And then we are inside the circular amphitheater. Here, the atmosphere is that of a family reunion. Brothers and sisters greet one another like they haven't seen each other in years--though it's probably only been since the last show--with loving embraces or happy screams. What was a warm profusion of color outside is an explosion of rainbows in here, dappling the floor in front of the stage and splashed throughout the rising circles of seats surrounding it. As more and more of the celebrants arrive, I watch as the theater begins to fill, gradually to the brim.

Along comes Calico, gray hair in characteristic braids, ethnic skirts fluttering as she walks purposefully through the crowd, happily returning smiles. Calico has spent most of the last two decades living in the Hog Farm commune with a group of Deadheads and other friends dedicated to service and good fun. A combination wise old crone and high priestess, she is proof positive to many of us that dancing to the Dead is the potion to eternal youth. We nod and pass.

I find my way slowly along cement walls, smiling at passing faces, familiar or not, united with all of them by a rising anticipation of sheer joy. A lion-eyed, curly-headed man a good ten years younger than me hands me a perfect long-stemmed red rose and tells me I look beautiful. We hug, connect hearts, and move on. Couples stroll and boppers bounce on by. Balloons drift and frisbees fly. In the air, a palpable web of connection begins to form. I feel it subtly with my fingers, playing with it as if it were a spiral-shaped harp of myriad invisible strings.

Finding my dearest and closest friends and family awaiting me on theupper grass, I am enfolded by extended embraces and welcomed like a long-lost traveler returning at last. We come together with a familiar readiness, settling in and making space for each other. I breathe in deeply and open my arms wide, embracing the entire congregation, the campus, the bay, the Golden Gate and Mount Tamalpais across the water, all of which I see from this lofty vantage. I prepare myself for the celebration, stretching into a salutation of the sun. I am drenched in the warmth of pure love.

REQUIREMENT: Copy the amphitheater passage from the words "Finding my dearest" through the words "of pure love.", and replace "embraces" with "hugs". You won't need the data that follows to do anything here.

Data pulled from a collection:

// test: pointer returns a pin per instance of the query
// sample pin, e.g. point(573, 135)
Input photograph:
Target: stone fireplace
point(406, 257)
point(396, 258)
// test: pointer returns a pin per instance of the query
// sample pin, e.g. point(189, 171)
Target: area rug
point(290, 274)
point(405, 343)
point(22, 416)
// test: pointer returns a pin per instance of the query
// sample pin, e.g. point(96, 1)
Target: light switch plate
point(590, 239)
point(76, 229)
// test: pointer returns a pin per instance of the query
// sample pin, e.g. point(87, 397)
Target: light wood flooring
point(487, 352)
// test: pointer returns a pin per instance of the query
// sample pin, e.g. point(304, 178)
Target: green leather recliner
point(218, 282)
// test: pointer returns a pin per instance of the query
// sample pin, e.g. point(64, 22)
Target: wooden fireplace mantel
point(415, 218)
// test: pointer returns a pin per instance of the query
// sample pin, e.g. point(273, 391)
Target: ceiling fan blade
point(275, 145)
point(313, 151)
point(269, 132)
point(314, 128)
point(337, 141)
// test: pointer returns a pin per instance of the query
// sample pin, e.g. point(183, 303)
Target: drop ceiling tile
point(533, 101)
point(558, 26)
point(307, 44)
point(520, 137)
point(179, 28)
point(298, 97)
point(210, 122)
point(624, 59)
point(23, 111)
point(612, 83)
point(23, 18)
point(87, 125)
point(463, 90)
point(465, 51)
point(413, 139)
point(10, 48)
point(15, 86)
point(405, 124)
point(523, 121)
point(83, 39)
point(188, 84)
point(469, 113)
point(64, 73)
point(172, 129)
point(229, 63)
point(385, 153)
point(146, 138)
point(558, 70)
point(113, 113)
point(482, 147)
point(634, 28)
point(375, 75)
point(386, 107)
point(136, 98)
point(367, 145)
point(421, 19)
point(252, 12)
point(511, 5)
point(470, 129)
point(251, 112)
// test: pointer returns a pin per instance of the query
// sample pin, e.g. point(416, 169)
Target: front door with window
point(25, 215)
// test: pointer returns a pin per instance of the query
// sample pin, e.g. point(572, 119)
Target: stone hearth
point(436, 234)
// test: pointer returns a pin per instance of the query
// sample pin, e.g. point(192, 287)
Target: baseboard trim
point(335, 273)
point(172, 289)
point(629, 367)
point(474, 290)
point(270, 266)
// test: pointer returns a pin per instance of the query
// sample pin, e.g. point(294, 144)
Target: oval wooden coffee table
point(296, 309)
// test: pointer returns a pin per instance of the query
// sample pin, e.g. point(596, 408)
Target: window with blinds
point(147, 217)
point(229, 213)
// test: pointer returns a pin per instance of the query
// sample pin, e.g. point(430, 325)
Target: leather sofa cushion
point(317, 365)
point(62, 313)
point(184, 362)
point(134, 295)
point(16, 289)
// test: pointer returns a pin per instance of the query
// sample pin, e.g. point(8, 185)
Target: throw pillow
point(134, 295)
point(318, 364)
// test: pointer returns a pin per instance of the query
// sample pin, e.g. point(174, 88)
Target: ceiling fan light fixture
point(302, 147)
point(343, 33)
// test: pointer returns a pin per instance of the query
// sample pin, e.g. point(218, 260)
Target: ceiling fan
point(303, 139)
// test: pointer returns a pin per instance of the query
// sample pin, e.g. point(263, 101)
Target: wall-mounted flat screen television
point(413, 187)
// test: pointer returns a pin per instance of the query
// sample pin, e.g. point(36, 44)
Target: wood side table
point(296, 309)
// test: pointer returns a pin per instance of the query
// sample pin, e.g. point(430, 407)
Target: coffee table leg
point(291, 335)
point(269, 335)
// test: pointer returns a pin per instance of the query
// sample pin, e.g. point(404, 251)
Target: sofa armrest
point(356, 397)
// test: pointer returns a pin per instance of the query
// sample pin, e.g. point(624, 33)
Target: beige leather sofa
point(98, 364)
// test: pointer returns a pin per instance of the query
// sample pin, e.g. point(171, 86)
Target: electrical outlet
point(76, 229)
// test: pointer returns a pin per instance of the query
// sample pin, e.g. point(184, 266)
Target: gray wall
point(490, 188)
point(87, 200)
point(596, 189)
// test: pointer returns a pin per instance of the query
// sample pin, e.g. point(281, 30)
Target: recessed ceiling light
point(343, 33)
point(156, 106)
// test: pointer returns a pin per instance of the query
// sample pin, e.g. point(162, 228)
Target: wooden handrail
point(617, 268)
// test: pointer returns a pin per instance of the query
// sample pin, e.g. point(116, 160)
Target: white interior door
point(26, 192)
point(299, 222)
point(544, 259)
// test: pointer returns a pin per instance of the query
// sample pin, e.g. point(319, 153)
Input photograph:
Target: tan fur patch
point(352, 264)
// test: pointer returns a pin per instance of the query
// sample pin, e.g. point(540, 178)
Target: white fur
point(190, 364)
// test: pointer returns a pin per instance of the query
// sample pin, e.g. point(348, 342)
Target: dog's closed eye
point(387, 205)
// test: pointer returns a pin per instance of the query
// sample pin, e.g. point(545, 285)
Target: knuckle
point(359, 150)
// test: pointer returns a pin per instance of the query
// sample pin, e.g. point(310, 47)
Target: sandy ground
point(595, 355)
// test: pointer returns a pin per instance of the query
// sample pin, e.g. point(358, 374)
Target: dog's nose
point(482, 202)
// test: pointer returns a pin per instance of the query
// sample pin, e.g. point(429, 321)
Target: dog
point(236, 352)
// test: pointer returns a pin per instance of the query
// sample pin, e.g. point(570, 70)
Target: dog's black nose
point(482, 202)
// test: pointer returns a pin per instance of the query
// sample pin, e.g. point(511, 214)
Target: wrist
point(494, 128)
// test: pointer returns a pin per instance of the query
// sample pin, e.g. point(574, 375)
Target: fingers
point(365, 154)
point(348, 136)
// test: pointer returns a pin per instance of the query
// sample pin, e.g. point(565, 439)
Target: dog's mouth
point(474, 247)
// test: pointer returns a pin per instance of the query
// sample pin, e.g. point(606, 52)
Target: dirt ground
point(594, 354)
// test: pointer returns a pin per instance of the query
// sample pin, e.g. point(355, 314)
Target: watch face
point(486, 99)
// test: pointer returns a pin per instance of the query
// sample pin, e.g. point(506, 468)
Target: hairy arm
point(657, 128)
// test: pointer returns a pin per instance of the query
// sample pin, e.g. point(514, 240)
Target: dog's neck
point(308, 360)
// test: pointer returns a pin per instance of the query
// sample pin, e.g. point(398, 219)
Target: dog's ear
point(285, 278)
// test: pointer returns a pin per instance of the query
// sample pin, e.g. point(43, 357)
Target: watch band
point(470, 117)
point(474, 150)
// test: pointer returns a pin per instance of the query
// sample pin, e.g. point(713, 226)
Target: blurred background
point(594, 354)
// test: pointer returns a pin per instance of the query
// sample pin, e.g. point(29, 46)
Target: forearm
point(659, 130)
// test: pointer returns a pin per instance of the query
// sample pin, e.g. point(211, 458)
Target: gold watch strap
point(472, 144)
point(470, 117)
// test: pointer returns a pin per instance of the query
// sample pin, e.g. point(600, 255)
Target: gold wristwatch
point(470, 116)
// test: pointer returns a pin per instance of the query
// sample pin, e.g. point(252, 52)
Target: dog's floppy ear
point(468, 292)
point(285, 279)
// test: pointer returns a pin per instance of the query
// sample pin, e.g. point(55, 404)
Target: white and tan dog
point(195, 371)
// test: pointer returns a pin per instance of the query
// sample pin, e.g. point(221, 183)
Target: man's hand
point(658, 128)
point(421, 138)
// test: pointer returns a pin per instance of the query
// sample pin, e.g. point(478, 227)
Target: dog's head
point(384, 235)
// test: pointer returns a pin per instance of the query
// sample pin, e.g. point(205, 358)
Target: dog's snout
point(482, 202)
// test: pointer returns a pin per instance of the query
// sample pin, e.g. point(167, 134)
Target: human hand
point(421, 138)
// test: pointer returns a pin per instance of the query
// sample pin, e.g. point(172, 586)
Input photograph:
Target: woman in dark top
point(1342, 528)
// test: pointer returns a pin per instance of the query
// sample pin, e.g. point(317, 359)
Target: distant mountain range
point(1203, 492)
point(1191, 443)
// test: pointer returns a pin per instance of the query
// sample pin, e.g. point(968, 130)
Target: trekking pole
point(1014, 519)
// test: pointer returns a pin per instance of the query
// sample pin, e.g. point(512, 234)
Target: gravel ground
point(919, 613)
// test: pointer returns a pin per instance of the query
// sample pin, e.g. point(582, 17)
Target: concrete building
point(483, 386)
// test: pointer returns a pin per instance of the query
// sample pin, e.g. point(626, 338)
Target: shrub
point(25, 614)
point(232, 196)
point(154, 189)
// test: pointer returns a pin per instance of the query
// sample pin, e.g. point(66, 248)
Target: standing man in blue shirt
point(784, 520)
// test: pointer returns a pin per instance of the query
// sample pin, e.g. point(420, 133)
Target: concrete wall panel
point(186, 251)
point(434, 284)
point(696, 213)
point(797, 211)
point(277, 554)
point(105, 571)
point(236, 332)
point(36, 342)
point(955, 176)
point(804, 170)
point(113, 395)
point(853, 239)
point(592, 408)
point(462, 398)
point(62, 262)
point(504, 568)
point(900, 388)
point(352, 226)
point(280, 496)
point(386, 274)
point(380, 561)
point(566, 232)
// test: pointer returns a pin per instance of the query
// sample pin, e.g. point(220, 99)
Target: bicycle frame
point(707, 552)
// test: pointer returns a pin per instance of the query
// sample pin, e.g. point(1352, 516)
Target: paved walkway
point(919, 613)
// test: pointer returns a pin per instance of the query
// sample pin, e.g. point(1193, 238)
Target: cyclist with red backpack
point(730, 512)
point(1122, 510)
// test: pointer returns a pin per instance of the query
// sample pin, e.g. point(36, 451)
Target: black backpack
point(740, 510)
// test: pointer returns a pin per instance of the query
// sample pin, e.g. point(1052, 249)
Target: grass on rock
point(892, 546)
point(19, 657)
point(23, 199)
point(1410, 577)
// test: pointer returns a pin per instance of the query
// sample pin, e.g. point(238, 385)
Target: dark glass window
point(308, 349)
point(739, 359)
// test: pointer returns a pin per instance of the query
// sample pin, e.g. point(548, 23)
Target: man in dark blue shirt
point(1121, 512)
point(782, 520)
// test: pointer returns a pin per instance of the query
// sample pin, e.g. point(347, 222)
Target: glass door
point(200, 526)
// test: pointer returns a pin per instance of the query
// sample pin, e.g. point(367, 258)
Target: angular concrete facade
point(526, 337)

ANSWER TO THIS PROBLEM:
Finding my dearest and closest friends and family awaiting me on theupper grass, I am enfolded by extended hugs and welcomed like a long-lost traveler returning at last. We come together with a familiar readiness, settling in and making space for each other. I breathe in deeply and open my arms wide, embracing the entire congregation, the campus, the bay, the Golden Gate and Mount Tamalpais across the water, all of which I see from this lofty vantage. I prepare myself for the celebration, stretching into a salutation of the sun. I am drenched in the warmth of pure love.